**EXERCISE**.
Below are some records; give them all again exactly, but not the pictures.

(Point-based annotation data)
■ ■ ■ ■

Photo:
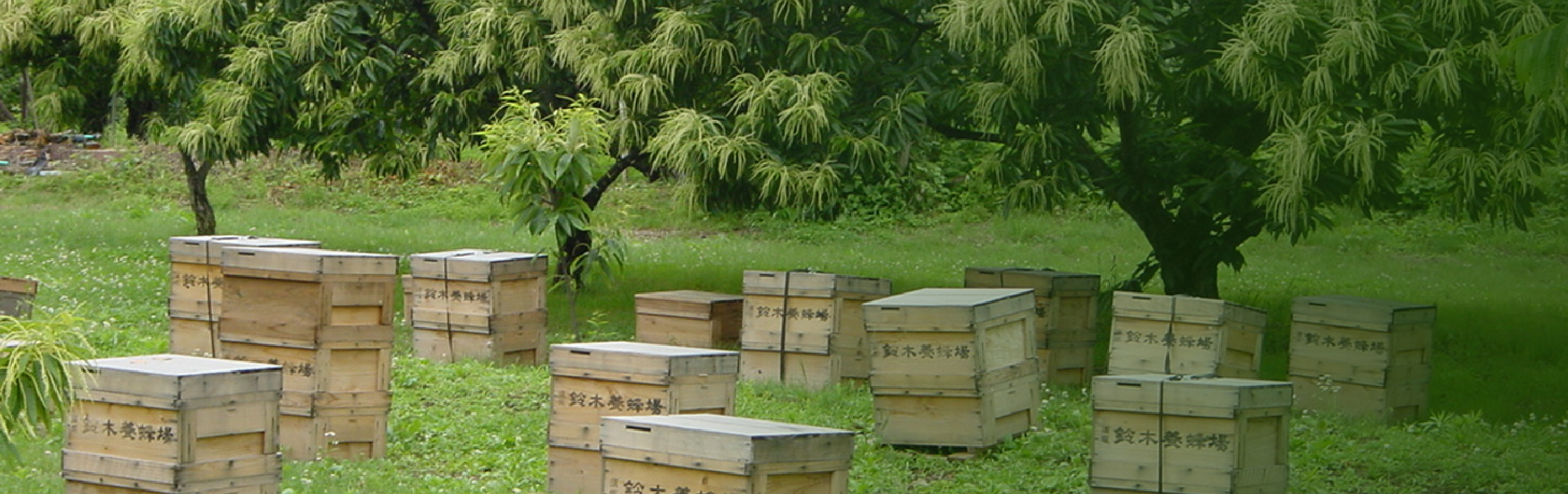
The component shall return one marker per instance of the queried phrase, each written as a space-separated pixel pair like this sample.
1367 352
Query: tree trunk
196 181
573 248
27 99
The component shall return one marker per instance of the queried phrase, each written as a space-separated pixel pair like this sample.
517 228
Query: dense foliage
1206 123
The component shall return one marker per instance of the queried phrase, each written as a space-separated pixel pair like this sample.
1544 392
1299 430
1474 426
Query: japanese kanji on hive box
1164 433
1185 334
626 379
327 319
805 328
1361 357
703 454
954 366
479 305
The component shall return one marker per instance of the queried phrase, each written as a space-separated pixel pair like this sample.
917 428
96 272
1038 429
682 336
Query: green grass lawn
98 244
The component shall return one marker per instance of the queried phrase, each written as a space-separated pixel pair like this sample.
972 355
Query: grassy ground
98 242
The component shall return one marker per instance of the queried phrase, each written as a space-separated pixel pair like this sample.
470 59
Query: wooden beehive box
327 319
628 379
173 424
806 328
1161 433
689 319
1361 357
1067 308
342 433
954 366
479 305
196 287
16 297
93 488
1185 334
720 454
306 299
624 379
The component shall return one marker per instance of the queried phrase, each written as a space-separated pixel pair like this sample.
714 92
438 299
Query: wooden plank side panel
195 338
789 323
577 405
575 471
509 347
342 433
74 487
798 369
327 370
172 477
273 311
1391 404
687 303
1139 346
16 297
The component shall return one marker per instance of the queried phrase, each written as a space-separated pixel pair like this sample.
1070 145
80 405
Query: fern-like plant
35 377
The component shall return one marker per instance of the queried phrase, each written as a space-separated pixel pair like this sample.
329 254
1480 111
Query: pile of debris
37 153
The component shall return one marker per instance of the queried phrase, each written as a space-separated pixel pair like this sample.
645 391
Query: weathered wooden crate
339 375
173 424
948 333
954 366
1067 308
626 379
479 305
1067 303
196 270
720 454
509 339
469 287
575 471
689 319
342 433
1001 405
1067 363
327 317
1185 334
16 297
306 299
806 312
1361 357
196 287
1162 433
96 488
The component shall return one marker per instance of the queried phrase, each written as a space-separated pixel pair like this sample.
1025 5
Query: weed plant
96 239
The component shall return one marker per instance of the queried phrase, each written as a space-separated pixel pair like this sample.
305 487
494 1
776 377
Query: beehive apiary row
956 368
1349 355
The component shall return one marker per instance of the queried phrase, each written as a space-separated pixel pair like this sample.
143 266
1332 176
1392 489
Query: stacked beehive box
624 379
479 305
806 328
954 366
1067 306
1361 357
173 424
196 287
717 454
327 319
1158 433
1185 334
16 297
689 319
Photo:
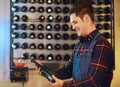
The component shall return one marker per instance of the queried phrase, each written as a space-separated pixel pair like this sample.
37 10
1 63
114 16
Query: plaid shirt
101 66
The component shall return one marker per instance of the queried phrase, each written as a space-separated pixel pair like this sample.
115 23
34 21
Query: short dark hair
80 9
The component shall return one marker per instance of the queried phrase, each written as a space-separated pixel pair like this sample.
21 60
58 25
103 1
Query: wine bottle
65 46
57 27
40 35
57 46
57 36
58 57
49 46
15 8
40 27
66 57
32 27
25 56
25 18
24 35
24 8
32 36
32 9
57 10
49 10
50 57
58 18
65 10
107 26
15 45
23 26
15 35
41 57
65 27
65 36
40 9
15 26
42 18
32 46
24 45
40 46
50 18
49 27
16 18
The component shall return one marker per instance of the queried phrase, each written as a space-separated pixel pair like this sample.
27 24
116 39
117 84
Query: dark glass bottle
66 18
65 36
49 10
40 35
24 1
24 8
107 35
58 57
25 56
32 27
66 1
65 10
58 1
41 46
57 10
49 27
32 36
15 35
57 36
40 27
16 18
24 35
50 18
15 8
49 36
108 10
58 18
57 46
15 45
65 27
49 46
25 18
65 46
99 26
32 9
41 57
49 1
74 36
41 9
57 27
15 26
23 26
108 18
42 18
49 57
66 57
24 45
41 1
33 56
32 46
107 26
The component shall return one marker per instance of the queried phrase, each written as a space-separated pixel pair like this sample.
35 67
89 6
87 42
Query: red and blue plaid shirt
101 66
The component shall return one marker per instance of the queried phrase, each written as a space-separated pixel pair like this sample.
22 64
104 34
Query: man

■ ■ ■ ■

**EXERCISE OUTPUT**.
Photo:
The component shall return one marker per instance of the queried phrase, each written as a space-separated pixel pair like this sample.
1367 352
Query: tree trunk
196 181
573 248
27 99
The component shall return one marker per instance of the queried phrase, each written as a space-separated pixel pair like this sample.
517 228
Query: dense foliage
1206 123
The component shall return one marker per instance of the queried phrase, each written as a space-separated pixel pair like this sample.
1544 392
1299 430
1474 426
Query: japanese kanji on hive box
1164 433
1185 334
626 379
327 319
805 328
1361 357
703 454
954 366
479 305
The component shall return one marker per instance of the queried phrase, each written as a space-separated pixel pair like this sample.
917 428
96 272
1038 429
682 336
Query: green grass lawn
98 244
The component shall return one marker per instance of the queried phrase, each written as a space-separated pixel pair like this sample.
972 355
Query: grassy ground
98 242
The component shall return one marker per instance of the queried phrase, each written as a space-separated pixel pair like this sample.
470 59
Query: wooden beehive box
327 319
628 379
173 424
806 328
1161 433
689 319
1361 357
1067 308
342 433
954 366
479 305
196 287
16 297
93 488
1185 334
720 454
306 299
624 379
The component shall return one marker per instance of the queried phrase, each written as a space-separated pixel pair like this sample.
714 92
438 299
Query: wooden plank side panel
195 338
789 323
577 405
575 471
509 347
342 433
74 487
798 369
327 370
172 477
273 311
1391 404
687 303
1139 346
16 297
The component shall return one marker per instance of the queried phrase, each written as a space-separated pixel pair like this sample.
1070 145
80 405
Query: fern-like plant
35 377
The component shall return one marker per instance of the queried phrase, each written as a space-separated pixel pair like this sample.
329 254
1480 111
Query: pile of debris
37 153
The component shall return one marker per instance of the queried phrase, each written as a space-separated pixel pair like this sample.
645 391
Query: weathered wooden crate
339 375
173 424
948 333
954 366
1067 308
626 379
479 305
1067 303
196 270
720 454
509 339
469 287
575 471
689 319
342 433
1001 405
1067 363
327 317
1185 334
16 297
306 299
806 312
1361 357
196 287
1162 433
96 488
The component shall return one marker per instance of the queried phrase, each written as a space-separated pixel pair like this sample.
1025 5
Query: weed plant
96 239
The component shall return one marker per instance of the queried phrase, each written as a space-separated pixel pair like this sample.
305 487
494 1
776 377
Query: beehive apiary row
956 368
1349 355
The component shall return one marker per instance of the queried phrase, each written as a space-separated pixel pair like this sample.
143 266
1332 176
1392 489
Query: stacked beehive box
624 379
479 305
806 328
954 366
1067 306
1361 357
173 424
196 287
717 454
327 319
1158 433
1185 334
16 297
689 319
Photo:
The component shall return one marker per instance of the queried phrase, each written as a space-separated pixel pair like this sample.
37 10
1 63
114 16
Query: plaid shirt
101 66
The component shall return one marker per instance of the queried phrase, each written as a space-separated pixel pair like this sample.
115 23
34 21
Query: short dark hair
80 9
The component shall return one marker per instance of the queried phrase, each written as a space-separated pixel pair like this sample.
21 60
58 25
103 1
Query: wine bottle
65 46
57 27
40 35
57 46
57 36
58 57
49 46
15 8
40 27
66 57
32 27
25 56
25 18
24 35
24 8
32 36
32 9
57 10
49 10
50 57
58 18
65 10
107 26
15 45
23 26
15 35
41 57
65 27
65 36
40 9
15 26
42 18
32 46
24 45
40 46
50 18
49 27
16 18
The component shall return one marker per instance of the queried phrase, each written as a space-separated pixel pair like this sample.
27 24
116 39
117 84
Query: dark glass bottle
66 18
65 36
49 10
40 35
24 1
24 8
107 35
58 57
25 56
32 27
66 1
65 10
58 1
41 46
57 10
49 27
32 36
15 35
57 36
40 27
16 18
24 35
50 18
15 8
49 36
108 10
58 18
57 46
15 45
65 27
49 46
25 18
65 46
99 26
32 9
41 57
49 1
74 36
41 9
57 27
15 26
23 26
108 18
42 18
49 57
66 57
24 45
41 1
33 56
32 46
107 26
The component shall return one marker per instance of the queried phrase, each written as a space-separated pixel pair like this sample.
35 67
89 6
87 42
Query: red and blue plaid shirt
101 66
The component shall return one marker per instance of the queried phrase, each written as a space-separated pixel pair like this sample.
22 64
104 34
Query: man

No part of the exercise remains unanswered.